■ Task directions
Copy, from the data below, every line that has "tall" in it.

■ Provided material
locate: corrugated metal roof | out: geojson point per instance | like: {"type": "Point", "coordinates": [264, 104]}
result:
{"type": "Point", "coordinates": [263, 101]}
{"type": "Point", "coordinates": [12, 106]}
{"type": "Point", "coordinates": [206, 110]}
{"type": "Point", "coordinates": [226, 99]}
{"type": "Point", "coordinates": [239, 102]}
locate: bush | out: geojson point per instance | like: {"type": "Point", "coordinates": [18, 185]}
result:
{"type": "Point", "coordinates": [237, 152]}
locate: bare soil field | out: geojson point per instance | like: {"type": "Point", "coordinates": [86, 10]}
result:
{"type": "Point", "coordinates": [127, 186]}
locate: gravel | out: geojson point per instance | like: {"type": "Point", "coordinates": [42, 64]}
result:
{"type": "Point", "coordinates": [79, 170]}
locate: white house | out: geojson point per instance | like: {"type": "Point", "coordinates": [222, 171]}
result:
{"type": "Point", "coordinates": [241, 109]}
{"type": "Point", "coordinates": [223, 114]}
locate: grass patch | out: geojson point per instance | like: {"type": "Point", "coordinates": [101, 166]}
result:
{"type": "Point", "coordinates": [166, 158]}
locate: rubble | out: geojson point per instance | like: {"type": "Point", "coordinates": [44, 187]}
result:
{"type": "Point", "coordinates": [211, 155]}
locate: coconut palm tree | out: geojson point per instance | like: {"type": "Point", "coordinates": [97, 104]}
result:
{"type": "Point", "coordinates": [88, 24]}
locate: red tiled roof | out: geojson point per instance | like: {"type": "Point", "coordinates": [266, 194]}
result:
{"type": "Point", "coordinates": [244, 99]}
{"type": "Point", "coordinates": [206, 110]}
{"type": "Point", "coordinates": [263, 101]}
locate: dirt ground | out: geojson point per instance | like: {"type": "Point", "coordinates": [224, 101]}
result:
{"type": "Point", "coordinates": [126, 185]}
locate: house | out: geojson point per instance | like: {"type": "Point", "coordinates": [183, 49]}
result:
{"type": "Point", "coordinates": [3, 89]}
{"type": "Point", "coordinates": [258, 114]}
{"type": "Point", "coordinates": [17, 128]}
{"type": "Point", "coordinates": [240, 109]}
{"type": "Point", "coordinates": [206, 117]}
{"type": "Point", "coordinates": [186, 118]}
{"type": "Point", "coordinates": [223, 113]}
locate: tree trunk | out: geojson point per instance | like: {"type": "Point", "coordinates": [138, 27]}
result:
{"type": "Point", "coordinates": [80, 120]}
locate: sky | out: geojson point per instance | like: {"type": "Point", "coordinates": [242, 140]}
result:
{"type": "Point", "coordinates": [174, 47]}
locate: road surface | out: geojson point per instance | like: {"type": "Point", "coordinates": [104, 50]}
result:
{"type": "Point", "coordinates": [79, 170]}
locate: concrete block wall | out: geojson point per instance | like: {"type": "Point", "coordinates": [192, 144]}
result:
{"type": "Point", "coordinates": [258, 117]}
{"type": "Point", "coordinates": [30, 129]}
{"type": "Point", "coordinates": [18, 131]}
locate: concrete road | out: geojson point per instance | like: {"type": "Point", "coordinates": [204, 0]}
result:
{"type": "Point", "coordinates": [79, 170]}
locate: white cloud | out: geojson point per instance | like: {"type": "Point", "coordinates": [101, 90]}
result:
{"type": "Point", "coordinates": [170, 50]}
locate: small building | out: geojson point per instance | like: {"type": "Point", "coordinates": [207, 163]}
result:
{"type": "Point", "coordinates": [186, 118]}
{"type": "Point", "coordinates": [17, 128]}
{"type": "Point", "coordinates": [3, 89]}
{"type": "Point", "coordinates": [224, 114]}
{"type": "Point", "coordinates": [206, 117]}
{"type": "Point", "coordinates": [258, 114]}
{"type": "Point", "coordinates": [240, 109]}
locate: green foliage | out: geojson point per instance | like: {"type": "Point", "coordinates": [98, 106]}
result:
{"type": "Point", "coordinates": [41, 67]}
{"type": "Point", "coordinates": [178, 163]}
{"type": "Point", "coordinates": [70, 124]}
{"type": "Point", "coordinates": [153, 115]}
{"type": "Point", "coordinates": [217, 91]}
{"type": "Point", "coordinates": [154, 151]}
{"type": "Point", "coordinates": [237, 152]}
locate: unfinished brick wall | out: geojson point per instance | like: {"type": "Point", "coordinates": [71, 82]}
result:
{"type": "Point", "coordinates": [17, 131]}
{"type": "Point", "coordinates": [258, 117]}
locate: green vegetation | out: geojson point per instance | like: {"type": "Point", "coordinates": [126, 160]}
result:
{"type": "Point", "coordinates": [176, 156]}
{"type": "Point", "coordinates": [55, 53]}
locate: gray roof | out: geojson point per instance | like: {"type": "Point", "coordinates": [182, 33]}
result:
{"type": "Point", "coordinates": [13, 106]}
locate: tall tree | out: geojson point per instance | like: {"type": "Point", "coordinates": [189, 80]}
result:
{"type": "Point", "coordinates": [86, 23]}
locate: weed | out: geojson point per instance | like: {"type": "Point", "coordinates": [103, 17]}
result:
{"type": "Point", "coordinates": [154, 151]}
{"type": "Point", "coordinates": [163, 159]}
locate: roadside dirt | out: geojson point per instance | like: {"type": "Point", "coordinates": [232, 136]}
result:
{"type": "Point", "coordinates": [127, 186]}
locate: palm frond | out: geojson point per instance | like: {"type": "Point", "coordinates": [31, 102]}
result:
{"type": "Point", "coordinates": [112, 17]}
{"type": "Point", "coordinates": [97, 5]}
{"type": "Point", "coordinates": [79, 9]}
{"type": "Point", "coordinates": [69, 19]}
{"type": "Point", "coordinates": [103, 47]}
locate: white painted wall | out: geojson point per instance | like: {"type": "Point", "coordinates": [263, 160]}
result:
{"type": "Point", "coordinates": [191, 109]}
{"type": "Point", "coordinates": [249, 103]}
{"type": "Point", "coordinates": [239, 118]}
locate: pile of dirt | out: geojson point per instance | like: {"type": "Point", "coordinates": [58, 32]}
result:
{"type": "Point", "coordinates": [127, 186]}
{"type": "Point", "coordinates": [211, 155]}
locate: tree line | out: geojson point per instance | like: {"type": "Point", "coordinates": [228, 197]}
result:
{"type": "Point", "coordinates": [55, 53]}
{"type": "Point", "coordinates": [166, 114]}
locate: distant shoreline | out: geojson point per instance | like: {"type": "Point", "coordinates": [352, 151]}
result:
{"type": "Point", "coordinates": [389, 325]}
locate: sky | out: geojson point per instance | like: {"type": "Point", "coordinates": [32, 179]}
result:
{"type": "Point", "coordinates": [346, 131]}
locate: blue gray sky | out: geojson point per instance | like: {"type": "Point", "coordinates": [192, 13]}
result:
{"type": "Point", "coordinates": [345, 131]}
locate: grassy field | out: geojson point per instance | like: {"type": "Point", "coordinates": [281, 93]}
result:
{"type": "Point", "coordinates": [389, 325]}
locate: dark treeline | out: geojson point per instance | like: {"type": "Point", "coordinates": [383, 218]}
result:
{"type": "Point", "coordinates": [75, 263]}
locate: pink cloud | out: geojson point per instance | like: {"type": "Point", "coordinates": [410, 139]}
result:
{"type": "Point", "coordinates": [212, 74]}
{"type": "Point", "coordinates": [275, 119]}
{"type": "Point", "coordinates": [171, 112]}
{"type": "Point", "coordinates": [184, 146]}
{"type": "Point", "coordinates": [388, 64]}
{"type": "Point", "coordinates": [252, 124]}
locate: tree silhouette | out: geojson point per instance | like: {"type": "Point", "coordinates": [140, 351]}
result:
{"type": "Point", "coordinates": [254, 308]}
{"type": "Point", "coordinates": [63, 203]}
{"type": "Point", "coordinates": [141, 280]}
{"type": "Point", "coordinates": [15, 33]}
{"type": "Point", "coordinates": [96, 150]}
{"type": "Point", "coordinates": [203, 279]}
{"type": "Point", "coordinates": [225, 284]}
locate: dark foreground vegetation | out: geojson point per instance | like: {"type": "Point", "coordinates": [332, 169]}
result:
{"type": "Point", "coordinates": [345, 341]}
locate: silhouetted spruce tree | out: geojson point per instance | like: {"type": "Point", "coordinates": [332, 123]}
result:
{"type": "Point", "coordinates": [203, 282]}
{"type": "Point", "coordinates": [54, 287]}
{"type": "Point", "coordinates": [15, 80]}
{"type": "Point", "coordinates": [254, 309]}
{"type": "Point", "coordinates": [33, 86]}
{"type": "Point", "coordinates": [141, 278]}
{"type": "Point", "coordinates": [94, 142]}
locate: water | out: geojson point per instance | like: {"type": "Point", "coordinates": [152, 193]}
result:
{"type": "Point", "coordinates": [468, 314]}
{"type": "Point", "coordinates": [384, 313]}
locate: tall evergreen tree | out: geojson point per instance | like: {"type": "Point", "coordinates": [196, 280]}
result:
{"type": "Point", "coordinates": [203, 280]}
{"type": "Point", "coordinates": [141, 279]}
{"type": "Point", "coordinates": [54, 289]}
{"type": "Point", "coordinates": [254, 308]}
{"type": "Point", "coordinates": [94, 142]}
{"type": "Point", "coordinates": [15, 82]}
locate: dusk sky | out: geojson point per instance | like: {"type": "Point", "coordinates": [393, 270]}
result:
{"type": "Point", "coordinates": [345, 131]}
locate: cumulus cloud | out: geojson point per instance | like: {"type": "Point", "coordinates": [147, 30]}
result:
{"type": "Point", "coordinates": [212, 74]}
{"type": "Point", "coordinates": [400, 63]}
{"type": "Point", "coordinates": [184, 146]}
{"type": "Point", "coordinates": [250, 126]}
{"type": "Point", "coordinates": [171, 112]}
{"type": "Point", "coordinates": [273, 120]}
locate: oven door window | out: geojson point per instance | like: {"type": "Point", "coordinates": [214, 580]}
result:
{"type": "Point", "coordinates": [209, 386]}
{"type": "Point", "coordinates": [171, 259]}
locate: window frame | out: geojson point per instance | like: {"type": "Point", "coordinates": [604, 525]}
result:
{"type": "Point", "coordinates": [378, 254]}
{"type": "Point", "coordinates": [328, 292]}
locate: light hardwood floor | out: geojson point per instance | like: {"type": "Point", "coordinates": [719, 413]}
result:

■ Exercise solution
locate: tall tree | out: geojson point per instance | like: {"type": "Point", "coordinates": [189, 80]}
locate: tall evergreen tree | out: geojson point per instance | like: {"type": "Point", "coordinates": [196, 280]}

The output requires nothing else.